YOUR OBJECTIVE:
Decide whether each statement agrees with the Red Sea aquarium fish post below. Mark each yes or no and quote the deciding words from the post: (a) The writer plans to quarantine the fish for at least four weeks. (b) The writer would rather begin with copper than with hyposalinity. (c) The writer means to treat only the fish that show signs of ich.

EXTRACT:
Re: Red Sea aquarium fish selection
I'm going to be trying VERY hard to never let ich get a foothold in my 180g. Well, more than just not get a foothold, I'm going to make sure it never gets introduced, to the extent that is possible anyway.
With the fish I had planned on stocking (all Red Sea), Semilarvatus B/F, Raccoon B/F, Blue Throat triggers, Emperor angel and a Purple tang... I was planning on quarantining them all for at least 4 weeks, with 2 of those 4 weeks being in a 1.010 salinity environment.
<... this... won't "do it"... may kill the fishes instead. Read on WWM re hyposalinity please>
The idea behind this is killing any parasites off before introducing into the main tank. I've been reading how some fish don't get along well with copper and I'd rather not risk copper unless needed. Is hyposalinity "less risky" than using copper?
<... read>
I know that a fish very well could have a small amount of ich on it, not show any signs while in quarantine for a month, but still spread it to the main tank, so I'd like to treat all fish for ich regardless as to whether they show it or not.

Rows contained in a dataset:
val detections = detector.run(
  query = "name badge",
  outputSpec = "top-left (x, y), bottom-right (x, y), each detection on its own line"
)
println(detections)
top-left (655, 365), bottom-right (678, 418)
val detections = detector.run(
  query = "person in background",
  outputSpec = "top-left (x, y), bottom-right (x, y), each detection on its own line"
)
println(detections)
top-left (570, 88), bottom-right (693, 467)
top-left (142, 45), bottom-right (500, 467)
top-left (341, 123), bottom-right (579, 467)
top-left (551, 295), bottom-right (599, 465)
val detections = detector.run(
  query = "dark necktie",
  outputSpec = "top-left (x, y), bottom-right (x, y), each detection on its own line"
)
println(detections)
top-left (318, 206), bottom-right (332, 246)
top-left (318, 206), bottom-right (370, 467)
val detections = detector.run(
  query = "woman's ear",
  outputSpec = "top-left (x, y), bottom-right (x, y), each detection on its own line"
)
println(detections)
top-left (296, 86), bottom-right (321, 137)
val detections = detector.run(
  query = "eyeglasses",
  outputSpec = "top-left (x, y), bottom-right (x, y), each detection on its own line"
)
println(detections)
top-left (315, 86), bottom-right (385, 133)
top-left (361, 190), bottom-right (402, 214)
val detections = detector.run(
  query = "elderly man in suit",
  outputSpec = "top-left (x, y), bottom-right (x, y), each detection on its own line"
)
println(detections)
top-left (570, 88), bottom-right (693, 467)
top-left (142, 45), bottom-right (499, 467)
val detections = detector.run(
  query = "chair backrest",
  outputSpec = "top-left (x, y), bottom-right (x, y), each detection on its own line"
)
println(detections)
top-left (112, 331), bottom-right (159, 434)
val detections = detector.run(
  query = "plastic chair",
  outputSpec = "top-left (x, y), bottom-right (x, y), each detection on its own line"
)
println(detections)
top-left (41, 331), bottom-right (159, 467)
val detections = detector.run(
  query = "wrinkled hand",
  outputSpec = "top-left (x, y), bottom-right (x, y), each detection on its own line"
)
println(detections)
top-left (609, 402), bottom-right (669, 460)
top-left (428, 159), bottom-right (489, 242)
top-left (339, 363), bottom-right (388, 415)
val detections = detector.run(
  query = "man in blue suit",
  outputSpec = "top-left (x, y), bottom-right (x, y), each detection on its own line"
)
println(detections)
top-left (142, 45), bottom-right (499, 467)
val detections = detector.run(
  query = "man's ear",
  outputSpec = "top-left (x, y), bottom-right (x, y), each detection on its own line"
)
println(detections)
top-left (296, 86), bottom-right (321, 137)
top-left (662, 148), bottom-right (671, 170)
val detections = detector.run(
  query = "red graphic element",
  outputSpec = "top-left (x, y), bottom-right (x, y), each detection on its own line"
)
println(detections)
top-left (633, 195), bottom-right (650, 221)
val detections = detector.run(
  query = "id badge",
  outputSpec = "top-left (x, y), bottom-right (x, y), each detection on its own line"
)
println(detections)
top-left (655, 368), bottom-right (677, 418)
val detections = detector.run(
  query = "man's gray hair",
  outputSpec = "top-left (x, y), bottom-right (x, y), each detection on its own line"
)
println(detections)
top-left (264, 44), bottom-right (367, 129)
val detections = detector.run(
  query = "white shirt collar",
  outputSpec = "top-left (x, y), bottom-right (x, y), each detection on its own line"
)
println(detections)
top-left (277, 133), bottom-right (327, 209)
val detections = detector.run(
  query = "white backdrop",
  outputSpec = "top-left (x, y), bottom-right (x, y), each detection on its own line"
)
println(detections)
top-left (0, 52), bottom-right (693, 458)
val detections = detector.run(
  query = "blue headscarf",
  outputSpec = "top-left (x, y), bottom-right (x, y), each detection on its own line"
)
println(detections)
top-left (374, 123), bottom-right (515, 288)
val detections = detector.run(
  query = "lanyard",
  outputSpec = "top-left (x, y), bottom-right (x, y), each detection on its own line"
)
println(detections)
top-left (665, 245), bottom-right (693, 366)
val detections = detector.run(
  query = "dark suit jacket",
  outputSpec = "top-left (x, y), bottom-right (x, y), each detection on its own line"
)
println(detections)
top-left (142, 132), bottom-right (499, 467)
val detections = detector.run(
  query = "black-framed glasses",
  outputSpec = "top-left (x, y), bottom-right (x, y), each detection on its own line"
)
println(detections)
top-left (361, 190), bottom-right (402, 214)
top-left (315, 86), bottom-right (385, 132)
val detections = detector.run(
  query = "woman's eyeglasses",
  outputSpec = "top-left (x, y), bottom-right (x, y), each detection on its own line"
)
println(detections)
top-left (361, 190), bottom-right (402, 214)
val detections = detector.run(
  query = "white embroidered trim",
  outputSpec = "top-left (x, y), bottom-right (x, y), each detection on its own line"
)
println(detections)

SOLUTION FOR THIS EXERCISE:
(a) Yes: "I was planning on quarantining them all for at least 4 weeks"
(b) No: "I'd rather not risk copper unless needed"
(c) No: "I'd like to treat all fish for ich regardless as to whether they show it or not"